_Document section:_

According to Halliday, good theory should be conceptually comprehensible and rigorous, have historical context, appropriate to frame analysis and research agenda, and engage with ethical issues. In addition, Halliday agrees to classify IR theory into analytic and normative theories, where the former is composed of set of concepts designed to elucidate how international relations work; the latter is concerned about concepts and norms (Halliday, 2005, p.21).

Halliday elaborates IR literature on the Middle East into five broad categories: historical analysis, foreign policy analysis, realist paradigm and its modifications, ideational explanations, and historical and international sociology (2005, p.24). Historical analysis concerns about the history of a country’s foreign policy in a limited frame and tries to explain why and how state activity takes place through that historical narrative. It is more descriptive than explanatory (Sasley, 2011, pp.12-15). Historical explanations are potent to shed greater insight into the knowledge of Middle Eastern societies than some claimants of IR theory (Halliday, 2005, p.24).

_Supplied material:_
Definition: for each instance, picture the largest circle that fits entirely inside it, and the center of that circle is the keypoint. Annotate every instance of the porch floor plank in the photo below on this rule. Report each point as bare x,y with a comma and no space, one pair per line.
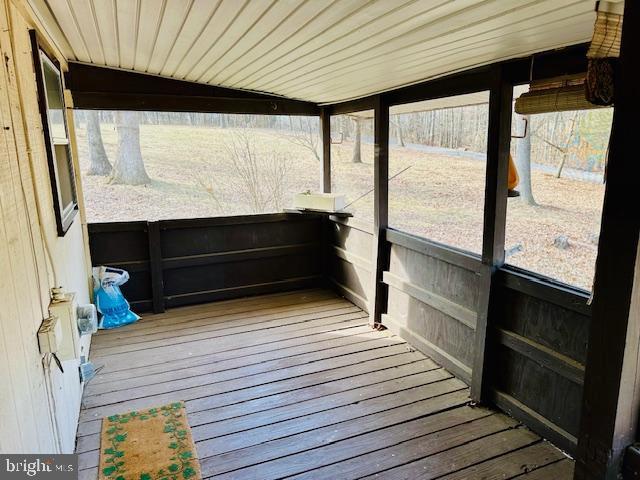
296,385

--

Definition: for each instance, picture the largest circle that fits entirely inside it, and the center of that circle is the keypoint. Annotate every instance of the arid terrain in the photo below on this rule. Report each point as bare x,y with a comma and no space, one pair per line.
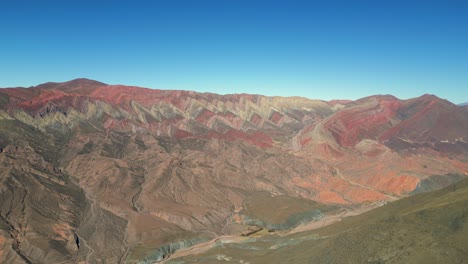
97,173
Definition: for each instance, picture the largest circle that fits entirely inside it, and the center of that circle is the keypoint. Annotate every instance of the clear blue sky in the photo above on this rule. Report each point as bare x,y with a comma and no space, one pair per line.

_Stated task 1:_
From the passage on Halliday and IR theory, reproduce the text starting at "Halliday elaborates IR" and ending at "(Halliday, 2005, p.24).".
_Stated task 2:_
In the passage on Halliday and IR theory, what are the two types into which Halliday agrees to classify IR theory?
_Stated task 3:_
Go on with the passage on Halliday and IR theory, picking up after its last sentence.

_Exercise output 1:_
Halliday elaborates IR literature on the Middle East into five broad categories: historical analysis, foreign policy analysis, realist paradigm and its modifications, ideational explanations, and historical and international sociology (2005, p.24). Historical analysis concerns about the history of a country’s foreign policy in a limited frame and tries to explain why and how state activity takes place through that historical narrative. It is more descriptive than explanatory (Sasley, 2011, pp.12-15). Historical explanations are potent to shed greater insight into the knowledge of Middle Eastern societies than some claimants of IR theory (Halliday, 2005, p.24).

_Exercise output 2:_
Analytic and normative theories.

_Exercise output 3:_
IR realist scholars prioritize the state as the leading institution and the one to which theories much point, in contrast to that in the case of the Middle East itself, it is non-state actors who often control domestic and regional politics more (Halliday, 2005, pp.27-30).

Hinnebusch and Ehteshami (2005, p.1) assume that in the Middle East the state is the main actor in foreign policy and its elites have an interest in maximizing the autonomy and security of the state. They agree to the realist claim that Middle East state system result in anarchy as a built-in characteristic.

According to Hinnebusch (2005) neorealism holds that systemic insecurity makes regular behavior, notably balancing against threats, but this is merely typical to the extent that a state system of relatively sovereign unified states is consolidated. However, for Hinnebusch the Middle Eastern state system is not yet consolidated, the dynamics of systemic level would have slight effect on state behavior (Hinnebusch & Ehteshami, 2005).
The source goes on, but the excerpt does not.